Copy out word for word the lines that start at the one containing "For the benchmark, point to the wood grain" and continue through the end of the items.

:: Dataset rows

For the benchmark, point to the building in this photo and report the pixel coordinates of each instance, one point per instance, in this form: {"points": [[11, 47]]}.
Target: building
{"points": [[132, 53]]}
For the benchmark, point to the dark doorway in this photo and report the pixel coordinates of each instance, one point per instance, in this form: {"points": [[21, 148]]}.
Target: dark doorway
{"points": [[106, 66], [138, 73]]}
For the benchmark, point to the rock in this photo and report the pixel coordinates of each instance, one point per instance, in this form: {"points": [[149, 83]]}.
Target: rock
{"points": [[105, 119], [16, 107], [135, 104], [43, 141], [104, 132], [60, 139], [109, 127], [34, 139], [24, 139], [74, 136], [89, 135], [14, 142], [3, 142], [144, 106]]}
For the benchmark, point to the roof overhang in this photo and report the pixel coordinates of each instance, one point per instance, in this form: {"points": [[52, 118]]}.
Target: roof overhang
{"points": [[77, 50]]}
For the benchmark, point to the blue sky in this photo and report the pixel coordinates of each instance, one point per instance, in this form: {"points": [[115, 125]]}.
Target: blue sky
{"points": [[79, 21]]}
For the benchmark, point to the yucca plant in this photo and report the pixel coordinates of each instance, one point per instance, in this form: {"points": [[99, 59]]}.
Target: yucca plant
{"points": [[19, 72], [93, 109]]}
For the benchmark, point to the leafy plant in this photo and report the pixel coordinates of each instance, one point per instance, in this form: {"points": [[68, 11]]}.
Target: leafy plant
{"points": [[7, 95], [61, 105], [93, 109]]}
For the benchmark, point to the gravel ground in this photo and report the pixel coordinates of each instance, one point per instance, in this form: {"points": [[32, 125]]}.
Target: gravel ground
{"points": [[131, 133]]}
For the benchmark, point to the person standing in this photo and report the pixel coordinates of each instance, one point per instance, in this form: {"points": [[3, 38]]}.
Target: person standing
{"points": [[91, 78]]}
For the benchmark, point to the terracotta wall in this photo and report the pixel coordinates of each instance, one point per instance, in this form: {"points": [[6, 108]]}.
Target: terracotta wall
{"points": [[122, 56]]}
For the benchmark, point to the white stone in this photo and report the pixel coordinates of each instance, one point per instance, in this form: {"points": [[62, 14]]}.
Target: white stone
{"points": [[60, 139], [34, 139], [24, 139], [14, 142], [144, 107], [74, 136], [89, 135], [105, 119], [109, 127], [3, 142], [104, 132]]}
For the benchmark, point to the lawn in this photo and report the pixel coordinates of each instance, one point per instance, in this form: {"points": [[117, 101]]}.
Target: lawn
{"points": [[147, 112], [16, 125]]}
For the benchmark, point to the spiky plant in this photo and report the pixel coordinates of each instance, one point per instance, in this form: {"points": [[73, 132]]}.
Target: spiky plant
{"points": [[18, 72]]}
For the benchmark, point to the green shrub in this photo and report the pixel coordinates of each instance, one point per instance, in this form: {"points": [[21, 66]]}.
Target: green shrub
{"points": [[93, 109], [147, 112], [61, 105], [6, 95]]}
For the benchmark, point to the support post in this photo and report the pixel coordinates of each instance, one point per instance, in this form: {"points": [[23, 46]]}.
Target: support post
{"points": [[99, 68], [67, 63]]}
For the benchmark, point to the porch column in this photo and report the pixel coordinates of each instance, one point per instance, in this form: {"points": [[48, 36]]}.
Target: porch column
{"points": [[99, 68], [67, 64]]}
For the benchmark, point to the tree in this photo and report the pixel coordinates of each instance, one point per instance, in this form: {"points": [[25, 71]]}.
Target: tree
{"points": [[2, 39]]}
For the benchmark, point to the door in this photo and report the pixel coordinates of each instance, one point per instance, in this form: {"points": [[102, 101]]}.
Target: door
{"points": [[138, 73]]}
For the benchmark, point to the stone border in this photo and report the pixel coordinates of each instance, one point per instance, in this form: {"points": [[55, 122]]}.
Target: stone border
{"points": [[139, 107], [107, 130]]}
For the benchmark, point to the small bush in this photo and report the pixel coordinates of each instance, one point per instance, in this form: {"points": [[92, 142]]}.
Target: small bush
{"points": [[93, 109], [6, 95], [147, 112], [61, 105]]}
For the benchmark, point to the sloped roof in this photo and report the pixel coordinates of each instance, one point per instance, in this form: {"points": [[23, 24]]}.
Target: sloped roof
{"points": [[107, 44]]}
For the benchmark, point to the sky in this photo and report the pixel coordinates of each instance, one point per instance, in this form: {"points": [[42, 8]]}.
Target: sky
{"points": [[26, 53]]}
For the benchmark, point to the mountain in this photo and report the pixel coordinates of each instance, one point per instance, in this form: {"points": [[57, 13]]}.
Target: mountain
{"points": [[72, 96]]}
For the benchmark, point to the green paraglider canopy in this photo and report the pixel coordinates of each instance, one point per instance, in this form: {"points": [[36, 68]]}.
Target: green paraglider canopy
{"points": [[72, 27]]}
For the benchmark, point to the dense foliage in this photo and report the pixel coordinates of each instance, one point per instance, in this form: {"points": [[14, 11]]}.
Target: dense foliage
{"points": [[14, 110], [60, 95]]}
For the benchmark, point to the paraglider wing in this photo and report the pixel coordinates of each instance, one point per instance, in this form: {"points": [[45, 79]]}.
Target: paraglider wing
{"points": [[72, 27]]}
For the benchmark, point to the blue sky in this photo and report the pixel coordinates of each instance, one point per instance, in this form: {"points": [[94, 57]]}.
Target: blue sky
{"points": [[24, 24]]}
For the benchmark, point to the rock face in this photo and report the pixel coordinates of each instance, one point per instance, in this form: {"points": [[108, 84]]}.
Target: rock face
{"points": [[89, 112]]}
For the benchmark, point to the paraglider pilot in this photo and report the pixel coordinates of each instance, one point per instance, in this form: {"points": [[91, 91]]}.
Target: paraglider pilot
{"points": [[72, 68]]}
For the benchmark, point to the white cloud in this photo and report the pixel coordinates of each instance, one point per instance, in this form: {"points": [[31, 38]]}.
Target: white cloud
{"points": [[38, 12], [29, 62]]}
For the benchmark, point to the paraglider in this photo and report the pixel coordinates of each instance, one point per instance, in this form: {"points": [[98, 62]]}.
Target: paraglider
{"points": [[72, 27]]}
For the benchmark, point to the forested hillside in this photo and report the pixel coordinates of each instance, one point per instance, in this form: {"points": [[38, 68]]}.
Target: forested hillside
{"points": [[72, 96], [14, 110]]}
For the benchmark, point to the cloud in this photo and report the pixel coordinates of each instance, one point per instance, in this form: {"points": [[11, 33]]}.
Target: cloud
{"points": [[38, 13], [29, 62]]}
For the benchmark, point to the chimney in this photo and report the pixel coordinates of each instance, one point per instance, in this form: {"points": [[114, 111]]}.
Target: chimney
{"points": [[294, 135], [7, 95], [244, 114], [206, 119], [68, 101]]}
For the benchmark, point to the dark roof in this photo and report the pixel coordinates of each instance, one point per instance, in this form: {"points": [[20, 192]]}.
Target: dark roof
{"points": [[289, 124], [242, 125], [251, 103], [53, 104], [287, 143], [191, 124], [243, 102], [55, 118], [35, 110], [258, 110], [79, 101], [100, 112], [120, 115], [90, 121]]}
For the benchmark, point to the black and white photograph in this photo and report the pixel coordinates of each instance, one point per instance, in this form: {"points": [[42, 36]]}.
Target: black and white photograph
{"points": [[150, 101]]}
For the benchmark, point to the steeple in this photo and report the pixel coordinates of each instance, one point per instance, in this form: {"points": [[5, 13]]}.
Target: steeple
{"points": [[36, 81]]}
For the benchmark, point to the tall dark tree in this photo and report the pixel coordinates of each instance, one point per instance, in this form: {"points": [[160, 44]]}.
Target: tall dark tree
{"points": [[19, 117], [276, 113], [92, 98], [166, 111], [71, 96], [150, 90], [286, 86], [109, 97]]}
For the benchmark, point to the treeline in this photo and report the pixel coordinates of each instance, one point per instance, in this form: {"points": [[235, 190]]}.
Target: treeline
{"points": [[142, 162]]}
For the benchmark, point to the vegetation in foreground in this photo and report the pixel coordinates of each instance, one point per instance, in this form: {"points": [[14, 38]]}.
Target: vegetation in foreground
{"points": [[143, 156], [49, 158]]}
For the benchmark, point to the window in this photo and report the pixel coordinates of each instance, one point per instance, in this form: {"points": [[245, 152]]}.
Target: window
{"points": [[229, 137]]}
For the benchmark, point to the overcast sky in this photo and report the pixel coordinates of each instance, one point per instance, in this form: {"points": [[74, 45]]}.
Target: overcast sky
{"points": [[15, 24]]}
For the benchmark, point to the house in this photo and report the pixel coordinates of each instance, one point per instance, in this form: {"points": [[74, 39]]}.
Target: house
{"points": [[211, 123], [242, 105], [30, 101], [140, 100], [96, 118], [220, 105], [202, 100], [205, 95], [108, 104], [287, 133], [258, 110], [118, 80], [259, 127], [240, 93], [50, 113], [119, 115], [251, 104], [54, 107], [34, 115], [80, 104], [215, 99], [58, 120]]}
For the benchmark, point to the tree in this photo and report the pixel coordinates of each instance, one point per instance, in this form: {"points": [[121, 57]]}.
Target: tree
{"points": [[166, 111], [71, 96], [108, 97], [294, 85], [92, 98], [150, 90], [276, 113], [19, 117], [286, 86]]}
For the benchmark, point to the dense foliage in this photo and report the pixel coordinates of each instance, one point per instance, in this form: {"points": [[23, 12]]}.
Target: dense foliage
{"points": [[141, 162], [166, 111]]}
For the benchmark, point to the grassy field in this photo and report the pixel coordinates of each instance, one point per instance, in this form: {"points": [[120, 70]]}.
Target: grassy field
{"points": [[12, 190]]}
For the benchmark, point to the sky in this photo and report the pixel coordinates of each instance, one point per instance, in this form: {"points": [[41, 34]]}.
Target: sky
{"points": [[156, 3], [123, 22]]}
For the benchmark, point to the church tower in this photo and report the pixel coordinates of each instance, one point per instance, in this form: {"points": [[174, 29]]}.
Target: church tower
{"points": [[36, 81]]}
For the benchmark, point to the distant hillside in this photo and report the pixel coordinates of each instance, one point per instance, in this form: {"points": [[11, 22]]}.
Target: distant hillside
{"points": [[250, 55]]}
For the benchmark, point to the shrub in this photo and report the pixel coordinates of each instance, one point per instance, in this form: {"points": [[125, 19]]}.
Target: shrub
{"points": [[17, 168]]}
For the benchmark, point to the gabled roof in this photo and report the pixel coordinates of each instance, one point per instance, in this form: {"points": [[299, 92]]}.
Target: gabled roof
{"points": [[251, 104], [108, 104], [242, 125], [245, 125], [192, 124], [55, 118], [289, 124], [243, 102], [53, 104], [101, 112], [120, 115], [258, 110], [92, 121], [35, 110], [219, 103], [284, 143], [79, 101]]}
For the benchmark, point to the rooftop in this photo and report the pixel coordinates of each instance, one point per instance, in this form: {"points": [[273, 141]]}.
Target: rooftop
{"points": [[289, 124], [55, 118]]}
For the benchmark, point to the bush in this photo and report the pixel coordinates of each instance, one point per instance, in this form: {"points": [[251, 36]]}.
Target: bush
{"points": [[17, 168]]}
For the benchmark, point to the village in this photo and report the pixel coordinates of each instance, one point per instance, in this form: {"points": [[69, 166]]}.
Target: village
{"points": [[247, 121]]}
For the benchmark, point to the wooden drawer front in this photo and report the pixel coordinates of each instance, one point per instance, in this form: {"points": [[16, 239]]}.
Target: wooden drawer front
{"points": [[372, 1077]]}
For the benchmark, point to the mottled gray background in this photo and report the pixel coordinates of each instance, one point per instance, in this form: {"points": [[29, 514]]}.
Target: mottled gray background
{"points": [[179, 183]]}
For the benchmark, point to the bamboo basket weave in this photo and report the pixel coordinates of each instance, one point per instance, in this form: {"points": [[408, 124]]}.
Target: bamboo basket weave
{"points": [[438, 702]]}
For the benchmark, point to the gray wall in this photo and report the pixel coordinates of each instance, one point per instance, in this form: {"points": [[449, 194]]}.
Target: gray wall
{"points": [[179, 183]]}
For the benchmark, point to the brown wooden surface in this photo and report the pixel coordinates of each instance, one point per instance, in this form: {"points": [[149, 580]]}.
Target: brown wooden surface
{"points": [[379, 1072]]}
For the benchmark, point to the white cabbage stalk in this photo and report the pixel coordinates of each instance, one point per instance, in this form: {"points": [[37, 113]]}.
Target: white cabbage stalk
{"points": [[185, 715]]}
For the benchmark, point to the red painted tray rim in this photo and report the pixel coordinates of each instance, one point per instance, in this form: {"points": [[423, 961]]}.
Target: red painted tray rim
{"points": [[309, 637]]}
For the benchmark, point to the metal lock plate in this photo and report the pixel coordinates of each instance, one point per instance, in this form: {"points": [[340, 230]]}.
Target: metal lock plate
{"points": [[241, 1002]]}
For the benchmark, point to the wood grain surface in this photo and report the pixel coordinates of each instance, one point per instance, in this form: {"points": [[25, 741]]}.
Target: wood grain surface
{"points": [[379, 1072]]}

::::

◆ **Written solution**
For the benchmark, point to the wood grain surface in this photo and report the pixel coordinates of each instance, one point per instance, in this form: {"points": [[25, 741]]}.
Target: wood grain surface
{"points": [[379, 1072]]}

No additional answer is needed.